>> START

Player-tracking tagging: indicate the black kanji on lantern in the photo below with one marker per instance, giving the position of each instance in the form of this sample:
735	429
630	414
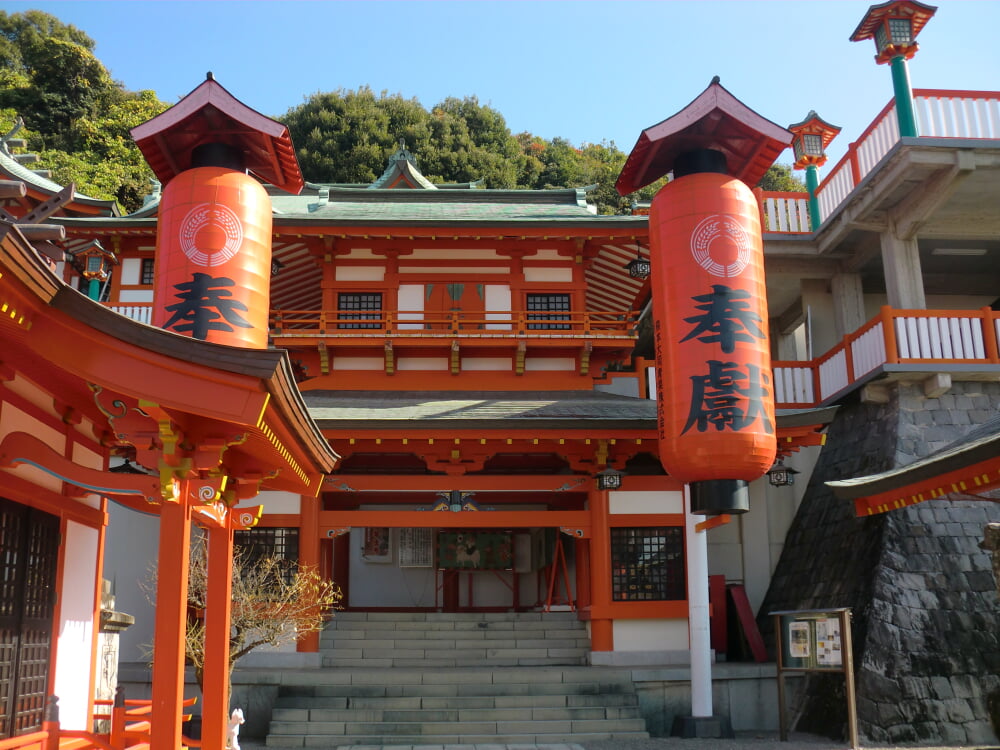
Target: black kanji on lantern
728	397
727	318
204	303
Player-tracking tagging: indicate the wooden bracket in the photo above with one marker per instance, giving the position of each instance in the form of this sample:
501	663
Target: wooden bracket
720	520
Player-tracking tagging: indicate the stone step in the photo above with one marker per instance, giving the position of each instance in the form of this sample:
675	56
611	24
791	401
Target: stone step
402	637
452	617
425	678
328	741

>> END

#### [TASK GOAL]
Please format all the entries above as a numbered list, one line per number, with blank lines and the pictures left out.

#### [SOLUTION TO THIS PROBLEM]
1. Player-tracking tagging: indicate the black kanji on lantern in the photo below with one marker per instance, giving the position of each instance in the form of this sample:
2. 735	429
3. 630	414
4. Target: black kanji on lantern
5. 728	397
6. 727	318
7. 204	303
8. Player-tracking tagging: indicate the wooden bracket in the photo above with one marker per instance, giving the position of each instance in the form of this sample:
9. 501	663
10. Target: wooden bracket
11. 720	520
12. Player-tracking tagging: indicate the stone step in the photo above with one marker per instance, giving the position of each instance in the form of this sample:
13. 675	56
14. 611	24
15. 791	401
16. Target: stone step
17. 402	637
18. 452	617
19. 425	678
20. 328	741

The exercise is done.